**Objectif**
Répondez brièvement aux questions suivantes en vous appuyant sur le texte consacré à Louis XVI figurant ci-dessous.
(a) De quelle personne Louis XVI prépara-t-il soigneusement les voyages d'exploration ?
(b) À qui Louis XVI confia-t-il : « Vous, au moins, vous pouvez partir » ?
(c) En quelle année Louis XVI rappela-t-il les Parlements renvoyés par son grand-père ?

**Document source**
************
L’historiographie officielle nous offre des trois derniers Rois de
l’Ancien Régime une caricature très éloignée de la réalité. Ainsi, Louis
XVI nous fut longtemps présenté comme un bon gros bonhomme adonné à la
chasse et à la serrurerie que sa femme menait par le bout du nez.
L’étude des sources nous donne de lui un portrait très différent.
Louis XVI était au physique un colosse, d’une force prodigieuse,
menant une vie très équilibrée, mêlant une activité sportive éprouvante
(la chasse), une activité manuelle et une activité intellectuelle très
importante.
Louis XVI était un intellectuel, homme de cabinet et de dossiers,
comme Louis XV, parlant plusieurs langues, passionné d’histoire, de
géographie, de sciences. L’on sait, par exemple, qu’il prépara
soigneusement les voyages d’exploration de La Pérouse.
Intellectuel, Louis XVI était imprégné d’une éducation fénelonienne
donnée par son gouverneur, le Duc de La Vauguyon et pas ses professeurs,
en particulier Jacob Nicolas Moreau. Cette éducation avait pour ambition
d’en faire un monarque exemplaire par ses vertus, connaissant
parfaitement son royaume afin de réformer les abus de l’administration.
Selon Fénelon, en effet, un bon gouvernement exige que le prince soit
bon.
Un
seul défaut à la cuirasse, mais il est de taille : Personne n’a
jamais appris à Louis XVI l’art de commander aux hommes. Au
contraire, Fénelon enseigne que la couronne est un fardeau pour celui
qui la ceint. De fait, tout sa vie, Louis XVI se plaignit du
« malheur d’être roi », confiant à
son « cher Malesherbes » démissionnaire du gouvernement en mai 1776 :
« Vous, au moins, vous pouvez partir ».
L’influence de Fénelon apparaît tout au long du règne, non seulement
dans l’attitude du Roi, mais dans ses choix politiques : Son souci de
l’opinion publique (dont nous savons grâce à Augustin Cochin à quel
point elle était manipulée par les sociétés de pensée), le conduisit, en
particulier en 1774, à rappeler les Parlements renvoyés par son
grand-père. Ce même souci l’encouragea à se lancer dans la très
dispendieuse guerre d’Indépendance américaine. Il le conduisit à
convoquer les Etats Généraux en 1788. En un mot, elle lui dicta ses plus
lourdes erreurs politiques.
Convaincu que le Roi et la Nation sont deux réalités différentes, Louis
XVI se montra beaucoup plus perméable aux idées nouvelles que son
grand-père, nommant au ministère des hommes des Lumières, tels que
Turgot, Malesherbes, Necker, Loménie de Brienne, Montmorin…
Il
y a là une tension entre modernité et tradition qui éclaire son
comportement lors des journées décisives de mai et juin 1789, au cours
desquelles, le premier, il qualifia, dès le mois de mai, les députés des
Etats de députés « de la Nation » et les Etats généraux d’ « Assemblée
nationale » !
Face à la Révolution, Louis XVI, qui, désormais, rejetait la
philosophie des Lumières, manifesta une très grande lucidité.
************
**Données saisies**
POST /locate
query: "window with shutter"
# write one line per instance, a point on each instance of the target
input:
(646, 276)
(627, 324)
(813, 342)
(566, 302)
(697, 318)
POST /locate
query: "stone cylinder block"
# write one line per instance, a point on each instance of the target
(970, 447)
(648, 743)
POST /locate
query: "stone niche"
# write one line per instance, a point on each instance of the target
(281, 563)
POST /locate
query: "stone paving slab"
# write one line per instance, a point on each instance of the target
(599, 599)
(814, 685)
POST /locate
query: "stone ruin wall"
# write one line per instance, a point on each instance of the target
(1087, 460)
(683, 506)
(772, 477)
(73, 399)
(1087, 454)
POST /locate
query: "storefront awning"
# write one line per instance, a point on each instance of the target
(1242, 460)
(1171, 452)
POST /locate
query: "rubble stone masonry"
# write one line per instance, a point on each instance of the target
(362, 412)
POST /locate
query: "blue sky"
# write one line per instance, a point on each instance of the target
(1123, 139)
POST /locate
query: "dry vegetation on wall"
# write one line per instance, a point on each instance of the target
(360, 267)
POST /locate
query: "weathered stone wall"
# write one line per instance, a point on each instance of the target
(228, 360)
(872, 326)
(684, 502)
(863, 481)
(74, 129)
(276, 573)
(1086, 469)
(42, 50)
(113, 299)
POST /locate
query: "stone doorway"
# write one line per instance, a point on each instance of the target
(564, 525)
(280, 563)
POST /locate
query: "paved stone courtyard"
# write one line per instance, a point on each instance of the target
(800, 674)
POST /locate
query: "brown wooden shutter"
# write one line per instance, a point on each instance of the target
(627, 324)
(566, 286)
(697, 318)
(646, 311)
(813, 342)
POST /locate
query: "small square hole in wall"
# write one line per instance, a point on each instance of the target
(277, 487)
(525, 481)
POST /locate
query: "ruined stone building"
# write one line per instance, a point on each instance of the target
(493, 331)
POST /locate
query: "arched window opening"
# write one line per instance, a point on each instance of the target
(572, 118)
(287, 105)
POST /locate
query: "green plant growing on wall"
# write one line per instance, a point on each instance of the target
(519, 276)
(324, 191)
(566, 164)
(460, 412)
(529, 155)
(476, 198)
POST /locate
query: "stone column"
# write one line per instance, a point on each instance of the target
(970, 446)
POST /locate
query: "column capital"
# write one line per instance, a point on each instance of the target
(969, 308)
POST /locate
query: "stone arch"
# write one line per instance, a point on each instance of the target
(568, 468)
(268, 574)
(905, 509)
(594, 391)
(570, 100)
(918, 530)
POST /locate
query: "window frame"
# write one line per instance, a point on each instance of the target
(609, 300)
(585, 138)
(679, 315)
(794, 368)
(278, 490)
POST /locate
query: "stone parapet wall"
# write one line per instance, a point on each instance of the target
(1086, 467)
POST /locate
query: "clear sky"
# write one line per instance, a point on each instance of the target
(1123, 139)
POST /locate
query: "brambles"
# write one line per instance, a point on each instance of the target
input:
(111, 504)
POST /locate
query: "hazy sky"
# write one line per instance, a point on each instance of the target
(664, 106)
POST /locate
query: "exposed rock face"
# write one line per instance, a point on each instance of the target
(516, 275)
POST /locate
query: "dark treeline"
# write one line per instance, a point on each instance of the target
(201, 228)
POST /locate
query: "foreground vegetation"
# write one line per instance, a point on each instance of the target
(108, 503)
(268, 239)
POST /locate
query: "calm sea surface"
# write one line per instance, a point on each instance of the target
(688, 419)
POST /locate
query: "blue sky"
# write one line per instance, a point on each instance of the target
************
**Réponse attendue**
(a) De La Pérouse.
(b) À Malesherbes, démissionnaire du gouvernement en mai 1776.
(c) En 1774.